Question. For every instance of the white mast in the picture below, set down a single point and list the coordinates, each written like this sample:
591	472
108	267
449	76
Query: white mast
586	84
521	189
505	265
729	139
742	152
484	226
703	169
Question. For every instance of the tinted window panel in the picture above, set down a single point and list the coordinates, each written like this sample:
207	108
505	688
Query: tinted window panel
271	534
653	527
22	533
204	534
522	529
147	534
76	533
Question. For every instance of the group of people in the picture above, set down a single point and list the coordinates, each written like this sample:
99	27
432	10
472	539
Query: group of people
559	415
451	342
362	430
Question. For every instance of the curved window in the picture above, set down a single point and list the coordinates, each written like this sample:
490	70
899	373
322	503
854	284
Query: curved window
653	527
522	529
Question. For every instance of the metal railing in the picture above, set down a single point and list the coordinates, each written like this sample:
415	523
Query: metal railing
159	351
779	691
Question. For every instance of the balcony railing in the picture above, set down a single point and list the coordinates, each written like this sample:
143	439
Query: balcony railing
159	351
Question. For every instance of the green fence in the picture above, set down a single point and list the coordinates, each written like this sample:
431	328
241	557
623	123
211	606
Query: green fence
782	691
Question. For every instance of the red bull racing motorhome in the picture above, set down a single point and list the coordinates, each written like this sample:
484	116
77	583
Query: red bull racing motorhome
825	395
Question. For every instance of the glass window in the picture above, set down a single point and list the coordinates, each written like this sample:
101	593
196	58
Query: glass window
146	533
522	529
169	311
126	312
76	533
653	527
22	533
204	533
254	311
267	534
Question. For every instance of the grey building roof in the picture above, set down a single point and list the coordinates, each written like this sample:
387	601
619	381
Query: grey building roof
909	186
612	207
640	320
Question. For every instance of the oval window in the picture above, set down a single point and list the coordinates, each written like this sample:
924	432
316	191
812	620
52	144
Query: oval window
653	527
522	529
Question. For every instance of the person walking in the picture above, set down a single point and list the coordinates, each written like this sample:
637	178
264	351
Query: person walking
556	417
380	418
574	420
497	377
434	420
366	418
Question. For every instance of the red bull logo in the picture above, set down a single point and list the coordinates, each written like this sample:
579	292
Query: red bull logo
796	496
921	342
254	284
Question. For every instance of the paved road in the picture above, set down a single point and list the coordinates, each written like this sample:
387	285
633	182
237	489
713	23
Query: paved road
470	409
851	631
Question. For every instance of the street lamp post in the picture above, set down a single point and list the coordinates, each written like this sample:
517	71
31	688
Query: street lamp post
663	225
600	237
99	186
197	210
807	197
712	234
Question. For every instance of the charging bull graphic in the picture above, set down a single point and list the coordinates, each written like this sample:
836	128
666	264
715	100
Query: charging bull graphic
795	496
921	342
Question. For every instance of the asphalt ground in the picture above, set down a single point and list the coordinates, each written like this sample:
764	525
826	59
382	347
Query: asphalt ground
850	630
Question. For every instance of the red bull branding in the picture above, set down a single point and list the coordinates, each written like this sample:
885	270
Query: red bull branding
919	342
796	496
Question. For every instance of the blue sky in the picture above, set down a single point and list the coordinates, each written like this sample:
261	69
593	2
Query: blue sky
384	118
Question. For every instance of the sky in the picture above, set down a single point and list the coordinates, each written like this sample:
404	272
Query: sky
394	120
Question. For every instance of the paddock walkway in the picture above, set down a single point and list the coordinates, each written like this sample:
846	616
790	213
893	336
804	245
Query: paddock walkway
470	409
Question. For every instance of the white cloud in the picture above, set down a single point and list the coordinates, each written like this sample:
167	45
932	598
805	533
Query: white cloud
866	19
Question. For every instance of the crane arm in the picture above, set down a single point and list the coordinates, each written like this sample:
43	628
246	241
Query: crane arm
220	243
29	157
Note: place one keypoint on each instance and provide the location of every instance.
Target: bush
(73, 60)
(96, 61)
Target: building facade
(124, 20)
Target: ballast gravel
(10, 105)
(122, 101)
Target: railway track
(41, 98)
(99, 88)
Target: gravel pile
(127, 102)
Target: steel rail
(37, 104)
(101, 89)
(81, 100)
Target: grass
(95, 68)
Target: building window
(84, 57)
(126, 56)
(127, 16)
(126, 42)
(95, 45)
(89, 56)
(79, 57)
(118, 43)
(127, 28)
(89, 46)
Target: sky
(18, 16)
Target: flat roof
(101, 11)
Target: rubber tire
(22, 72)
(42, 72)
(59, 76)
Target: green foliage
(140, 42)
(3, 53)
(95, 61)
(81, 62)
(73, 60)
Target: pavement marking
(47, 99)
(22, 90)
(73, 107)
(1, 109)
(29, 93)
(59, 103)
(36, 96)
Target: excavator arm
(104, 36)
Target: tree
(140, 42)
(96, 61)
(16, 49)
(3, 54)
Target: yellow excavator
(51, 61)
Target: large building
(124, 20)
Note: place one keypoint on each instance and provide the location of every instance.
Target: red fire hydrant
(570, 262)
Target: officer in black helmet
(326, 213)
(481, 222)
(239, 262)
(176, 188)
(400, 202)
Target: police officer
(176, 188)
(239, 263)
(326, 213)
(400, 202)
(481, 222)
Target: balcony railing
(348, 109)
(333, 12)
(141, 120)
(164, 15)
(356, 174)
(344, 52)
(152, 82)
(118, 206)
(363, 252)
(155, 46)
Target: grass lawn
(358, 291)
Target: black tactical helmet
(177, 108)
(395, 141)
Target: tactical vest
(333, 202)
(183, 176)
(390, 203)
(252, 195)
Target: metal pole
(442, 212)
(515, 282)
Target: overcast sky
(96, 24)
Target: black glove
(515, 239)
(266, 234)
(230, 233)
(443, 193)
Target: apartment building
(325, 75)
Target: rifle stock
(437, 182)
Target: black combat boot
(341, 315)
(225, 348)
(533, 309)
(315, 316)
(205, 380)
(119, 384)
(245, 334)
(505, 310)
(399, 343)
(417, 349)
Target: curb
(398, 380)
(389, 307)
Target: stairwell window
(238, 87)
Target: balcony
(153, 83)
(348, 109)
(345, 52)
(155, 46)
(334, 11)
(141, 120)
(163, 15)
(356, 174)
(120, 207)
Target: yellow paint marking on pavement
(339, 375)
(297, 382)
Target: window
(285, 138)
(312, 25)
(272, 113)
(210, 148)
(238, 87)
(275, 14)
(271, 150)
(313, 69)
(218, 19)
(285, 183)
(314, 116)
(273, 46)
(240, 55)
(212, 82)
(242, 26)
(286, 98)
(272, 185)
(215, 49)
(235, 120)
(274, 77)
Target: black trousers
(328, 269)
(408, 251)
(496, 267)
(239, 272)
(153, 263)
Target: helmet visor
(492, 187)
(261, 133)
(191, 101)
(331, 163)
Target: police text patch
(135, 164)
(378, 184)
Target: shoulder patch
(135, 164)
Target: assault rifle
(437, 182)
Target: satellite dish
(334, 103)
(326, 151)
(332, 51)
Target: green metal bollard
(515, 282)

__Activity__. The line containing "Target: tactical vest" and every line after it, through the end of the records above: output exactly those, and nothing else.

__Expected answer__.
Target: tactical vest
(333, 202)
(183, 176)
(390, 203)
(252, 195)
Target: metal pole
(442, 212)
(515, 282)
Target: overcast sky
(96, 24)
Target: black glove
(515, 239)
(266, 234)
(230, 233)
(443, 193)
Target: apartment building
(325, 75)
Target: rifle stock
(437, 182)
Target: black combat boot
(341, 315)
(225, 348)
(533, 309)
(315, 316)
(205, 380)
(119, 384)
(245, 334)
(505, 310)
(399, 343)
(417, 349)
Target: curb
(398, 380)
(389, 307)
Target: stairwell window
(238, 87)
Target: balcony
(153, 83)
(348, 109)
(345, 52)
(155, 46)
(334, 11)
(141, 120)
(163, 15)
(356, 174)
(120, 207)
Target: yellow paint marking on pavement
(339, 375)
(297, 382)
Target: window
(285, 138)
(312, 25)
(272, 113)
(210, 148)
(238, 87)
(275, 14)
(271, 150)
(313, 69)
(218, 19)
(285, 183)
(314, 116)
(273, 46)
(240, 55)
(212, 82)
(242, 26)
(286, 98)
(272, 185)
(215, 49)
(235, 120)
(274, 77)
Target: black trousers
(328, 269)
(408, 251)
(496, 267)
(239, 272)
(153, 263)
Target: helmet visor
(492, 187)
(261, 133)
(191, 101)
(331, 163)
Target: police text patch
(135, 164)
(378, 184)
Target: shoulder patch
(135, 164)
Target: assault rifle
(437, 182)
Target: satellite dish
(334, 103)
(326, 151)
(332, 51)
Target: green metal bollard
(515, 282)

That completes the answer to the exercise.